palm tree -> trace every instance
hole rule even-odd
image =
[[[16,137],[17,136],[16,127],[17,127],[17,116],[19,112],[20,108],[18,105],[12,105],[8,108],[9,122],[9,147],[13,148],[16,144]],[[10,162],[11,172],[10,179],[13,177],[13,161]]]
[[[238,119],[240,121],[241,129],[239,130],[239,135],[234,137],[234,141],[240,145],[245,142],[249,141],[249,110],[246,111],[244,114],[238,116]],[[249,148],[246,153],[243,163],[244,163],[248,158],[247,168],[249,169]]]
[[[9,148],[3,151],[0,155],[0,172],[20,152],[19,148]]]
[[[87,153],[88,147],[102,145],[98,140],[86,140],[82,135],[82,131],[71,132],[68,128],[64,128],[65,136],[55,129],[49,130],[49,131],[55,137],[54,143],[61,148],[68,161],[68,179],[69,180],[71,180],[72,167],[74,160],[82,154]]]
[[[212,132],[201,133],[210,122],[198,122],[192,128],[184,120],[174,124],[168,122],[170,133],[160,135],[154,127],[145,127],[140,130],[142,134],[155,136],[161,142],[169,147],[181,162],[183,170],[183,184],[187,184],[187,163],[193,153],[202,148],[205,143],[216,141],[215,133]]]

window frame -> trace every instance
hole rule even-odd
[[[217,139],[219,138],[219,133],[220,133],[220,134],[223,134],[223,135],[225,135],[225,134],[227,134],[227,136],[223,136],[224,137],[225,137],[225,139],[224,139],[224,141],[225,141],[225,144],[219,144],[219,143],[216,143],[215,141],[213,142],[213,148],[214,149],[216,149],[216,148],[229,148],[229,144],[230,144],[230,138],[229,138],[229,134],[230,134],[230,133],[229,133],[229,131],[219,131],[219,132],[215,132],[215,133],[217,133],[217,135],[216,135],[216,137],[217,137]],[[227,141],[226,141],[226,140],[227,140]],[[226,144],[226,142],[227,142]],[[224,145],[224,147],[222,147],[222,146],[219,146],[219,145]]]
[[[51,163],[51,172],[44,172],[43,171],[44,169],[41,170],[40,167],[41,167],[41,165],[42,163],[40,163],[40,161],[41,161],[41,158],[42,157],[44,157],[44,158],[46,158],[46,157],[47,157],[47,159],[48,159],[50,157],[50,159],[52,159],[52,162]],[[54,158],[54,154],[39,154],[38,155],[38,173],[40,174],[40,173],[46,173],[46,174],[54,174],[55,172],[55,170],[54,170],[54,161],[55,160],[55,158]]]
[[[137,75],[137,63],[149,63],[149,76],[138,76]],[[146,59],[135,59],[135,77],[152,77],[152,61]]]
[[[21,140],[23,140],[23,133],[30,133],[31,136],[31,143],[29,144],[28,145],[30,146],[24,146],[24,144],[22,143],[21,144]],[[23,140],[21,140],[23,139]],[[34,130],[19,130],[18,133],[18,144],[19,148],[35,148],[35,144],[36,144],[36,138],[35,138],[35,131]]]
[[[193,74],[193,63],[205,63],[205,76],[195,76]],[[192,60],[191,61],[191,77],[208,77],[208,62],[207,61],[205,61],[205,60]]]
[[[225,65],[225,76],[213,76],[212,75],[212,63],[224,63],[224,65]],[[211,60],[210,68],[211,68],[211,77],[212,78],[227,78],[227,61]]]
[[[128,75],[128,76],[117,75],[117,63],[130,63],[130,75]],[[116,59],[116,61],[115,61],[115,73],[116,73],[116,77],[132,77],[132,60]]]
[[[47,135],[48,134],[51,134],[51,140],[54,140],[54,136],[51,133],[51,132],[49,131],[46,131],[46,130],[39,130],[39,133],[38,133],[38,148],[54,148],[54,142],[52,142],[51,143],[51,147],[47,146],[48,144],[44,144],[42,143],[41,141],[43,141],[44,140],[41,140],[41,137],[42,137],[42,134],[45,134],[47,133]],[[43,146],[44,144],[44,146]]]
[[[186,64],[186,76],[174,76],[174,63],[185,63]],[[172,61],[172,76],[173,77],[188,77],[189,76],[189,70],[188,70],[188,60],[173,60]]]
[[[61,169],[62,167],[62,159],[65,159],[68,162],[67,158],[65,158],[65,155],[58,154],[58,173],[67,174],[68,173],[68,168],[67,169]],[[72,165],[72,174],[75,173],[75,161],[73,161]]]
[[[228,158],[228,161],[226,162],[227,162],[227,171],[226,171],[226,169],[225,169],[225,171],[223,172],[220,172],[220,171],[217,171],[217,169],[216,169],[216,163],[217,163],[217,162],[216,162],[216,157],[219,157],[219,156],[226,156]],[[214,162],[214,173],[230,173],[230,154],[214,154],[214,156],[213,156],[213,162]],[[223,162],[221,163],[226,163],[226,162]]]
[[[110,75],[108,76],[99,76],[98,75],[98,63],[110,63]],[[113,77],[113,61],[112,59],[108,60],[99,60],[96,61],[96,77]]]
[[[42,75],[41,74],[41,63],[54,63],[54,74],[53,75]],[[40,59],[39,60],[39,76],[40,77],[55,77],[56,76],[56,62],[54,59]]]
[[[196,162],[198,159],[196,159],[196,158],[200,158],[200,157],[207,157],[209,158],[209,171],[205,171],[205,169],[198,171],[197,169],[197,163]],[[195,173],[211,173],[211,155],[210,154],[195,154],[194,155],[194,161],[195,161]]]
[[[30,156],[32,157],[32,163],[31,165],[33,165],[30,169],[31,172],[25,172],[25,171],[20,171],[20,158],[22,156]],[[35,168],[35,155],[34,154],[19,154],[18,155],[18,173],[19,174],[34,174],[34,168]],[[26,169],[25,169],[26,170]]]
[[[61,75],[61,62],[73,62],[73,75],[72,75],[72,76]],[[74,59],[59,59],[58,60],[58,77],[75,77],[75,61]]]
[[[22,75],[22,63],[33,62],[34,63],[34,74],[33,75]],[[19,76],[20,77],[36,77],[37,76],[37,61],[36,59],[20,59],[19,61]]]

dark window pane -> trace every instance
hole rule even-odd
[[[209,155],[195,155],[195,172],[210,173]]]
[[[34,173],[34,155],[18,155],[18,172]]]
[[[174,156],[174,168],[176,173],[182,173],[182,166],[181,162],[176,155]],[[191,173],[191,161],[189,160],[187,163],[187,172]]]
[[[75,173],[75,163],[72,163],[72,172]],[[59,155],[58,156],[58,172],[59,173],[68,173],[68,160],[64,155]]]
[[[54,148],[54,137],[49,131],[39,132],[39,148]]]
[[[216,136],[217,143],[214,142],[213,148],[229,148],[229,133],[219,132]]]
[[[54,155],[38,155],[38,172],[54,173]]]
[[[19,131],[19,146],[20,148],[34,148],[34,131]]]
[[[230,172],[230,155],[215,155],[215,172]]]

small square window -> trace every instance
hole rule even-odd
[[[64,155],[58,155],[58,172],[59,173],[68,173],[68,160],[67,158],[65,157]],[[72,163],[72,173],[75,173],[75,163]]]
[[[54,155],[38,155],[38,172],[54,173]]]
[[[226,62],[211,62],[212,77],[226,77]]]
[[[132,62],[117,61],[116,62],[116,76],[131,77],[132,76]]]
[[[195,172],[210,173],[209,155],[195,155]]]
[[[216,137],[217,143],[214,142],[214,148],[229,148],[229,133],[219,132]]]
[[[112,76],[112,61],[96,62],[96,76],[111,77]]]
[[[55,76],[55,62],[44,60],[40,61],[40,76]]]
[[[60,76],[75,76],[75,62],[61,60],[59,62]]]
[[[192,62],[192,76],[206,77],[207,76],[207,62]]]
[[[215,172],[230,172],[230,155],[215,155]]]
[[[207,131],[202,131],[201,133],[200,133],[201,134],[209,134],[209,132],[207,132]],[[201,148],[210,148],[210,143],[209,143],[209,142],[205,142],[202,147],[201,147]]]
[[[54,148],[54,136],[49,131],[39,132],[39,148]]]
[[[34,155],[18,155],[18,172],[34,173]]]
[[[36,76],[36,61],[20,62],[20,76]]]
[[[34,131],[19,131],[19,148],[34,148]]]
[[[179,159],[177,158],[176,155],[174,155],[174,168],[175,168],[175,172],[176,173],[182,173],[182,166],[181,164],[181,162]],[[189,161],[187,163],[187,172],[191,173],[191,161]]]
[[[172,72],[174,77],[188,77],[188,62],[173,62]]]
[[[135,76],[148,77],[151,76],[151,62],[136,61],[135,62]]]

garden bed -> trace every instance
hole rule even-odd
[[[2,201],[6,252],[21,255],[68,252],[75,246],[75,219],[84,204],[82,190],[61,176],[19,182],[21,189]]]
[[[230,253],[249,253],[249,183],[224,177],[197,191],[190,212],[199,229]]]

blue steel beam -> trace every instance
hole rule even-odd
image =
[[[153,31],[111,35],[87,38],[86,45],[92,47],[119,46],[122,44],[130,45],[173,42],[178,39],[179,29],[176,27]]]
######
PROBLEM TO SOLVE
Give back exactly the lines from the line holding "garden bed -> trace every instance" through the last line of the listing, including both.

WRITTEN RESPONSE
garden bed -> trace every instance
hole rule even-odd
[[[2,201],[6,252],[21,255],[68,252],[75,246],[75,219],[84,204],[82,190],[61,176],[19,182],[21,189]]]
[[[230,253],[249,253],[249,183],[224,177],[197,191],[190,212],[199,229]]]

blue steel beam -> trace every instance
hole rule even-odd
image =
[[[153,31],[111,35],[87,38],[86,45],[92,47],[119,46],[122,44],[130,45],[173,42],[178,39],[179,29],[176,27]]]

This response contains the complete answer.